__The problem__
Put every line of the entries below into a Markdown table with two columns, Row for the row number and Text for the line, and skip any blank lines. Leave the pictures out.

-- begin --

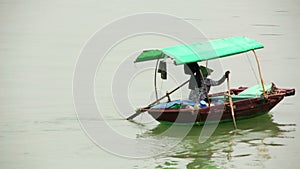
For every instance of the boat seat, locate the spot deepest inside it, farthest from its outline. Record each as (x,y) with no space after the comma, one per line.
(251,92)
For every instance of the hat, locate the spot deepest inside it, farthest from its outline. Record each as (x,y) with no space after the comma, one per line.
(206,70)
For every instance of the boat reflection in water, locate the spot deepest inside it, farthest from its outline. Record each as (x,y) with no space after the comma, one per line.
(226,148)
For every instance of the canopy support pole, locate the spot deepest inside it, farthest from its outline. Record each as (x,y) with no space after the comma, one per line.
(155,83)
(260,75)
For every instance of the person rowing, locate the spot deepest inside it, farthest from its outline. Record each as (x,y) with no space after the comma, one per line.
(199,82)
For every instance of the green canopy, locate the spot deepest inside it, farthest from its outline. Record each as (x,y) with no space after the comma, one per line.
(203,51)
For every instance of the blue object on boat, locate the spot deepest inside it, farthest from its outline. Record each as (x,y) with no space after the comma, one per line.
(203,104)
(172,103)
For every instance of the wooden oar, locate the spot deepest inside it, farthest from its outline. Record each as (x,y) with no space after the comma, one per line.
(231,104)
(144,109)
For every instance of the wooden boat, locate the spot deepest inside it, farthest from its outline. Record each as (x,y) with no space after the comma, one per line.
(243,102)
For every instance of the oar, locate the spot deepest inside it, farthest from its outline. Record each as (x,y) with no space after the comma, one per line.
(144,109)
(231,104)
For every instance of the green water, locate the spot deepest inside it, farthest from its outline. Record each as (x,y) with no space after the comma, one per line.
(40,42)
(226,146)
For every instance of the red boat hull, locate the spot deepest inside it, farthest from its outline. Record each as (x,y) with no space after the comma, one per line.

-- end --

__In response__
| Row | Text |
|---|---|
| 1 | For every instance of the boat seat, locate the spot deepest inside it, farthest from its outline. Record each as (x,y) with no space after the comma, one per line. |
| 2 | (251,92) |
| 3 | For every instance of the hat, locate the spot deepest inside it, farthest from its outline. Record each as (x,y) with no space after the comma, one per line. |
| 4 | (206,70) |
| 5 | For every instance of the boat reflection in water, locate the spot deepest inside it, farthest from its outline. Record each as (x,y) with no space after the comma, one per line. |
| 6 | (226,148) |
| 7 | For every instance of the canopy support pole, locate the spot deepest inside it, farthest from its outline. Record each as (x,y) with no space after the comma, one per line. |
| 8 | (155,83) |
| 9 | (260,75) |
| 10 | For every instance of the person rowing, locate the spot deepest inside it, farthest from its outline. Record each as (x,y) with no space after the comma, one per line. |
| 11 | (199,82) |
| 12 | For every instance of the green canopy, locate the spot deepest inside it, farthest from its outline. Record each as (x,y) with no space after the comma, one per line. |
| 13 | (203,51) |
| 14 | For every instance of the blue object on boat, locate the spot deepest inside it, farthest from its outline. Record each as (x,y) with no space after the comma, one per line. |
| 15 | (203,104) |
| 16 | (172,103) |
| 17 | For every instance of the wooden oar, locate the spot deepest inside it, farthest from its outline. Record each as (x,y) with no space after the comma, one per line. |
| 18 | (231,104) |
| 19 | (144,109) |
| 20 | For every instance of the wooden boat, locate the spot deepest inside it, farthest from its outline. Record each as (x,y) with no space after the comma, one per line. |
| 21 | (243,102) |
| 22 | For every instance of the oar, locate the spot deepest inside it, farthest from its outline. Record each as (x,y) with no space after the comma, one per line. |
| 23 | (144,109) |
| 24 | (231,104) |
| 25 | For every instance of the green water, locate the spot deepest inside it, farthest from its outline. Record each as (x,y) with no space after the comma, one per line. |
| 26 | (40,42) |
| 27 | (226,146) |
| 28 | For every instance of the red boat hull, locate the spot deepest inside it, farthest from its outline. Record each as (x,y) with no space after the comma, one per line. |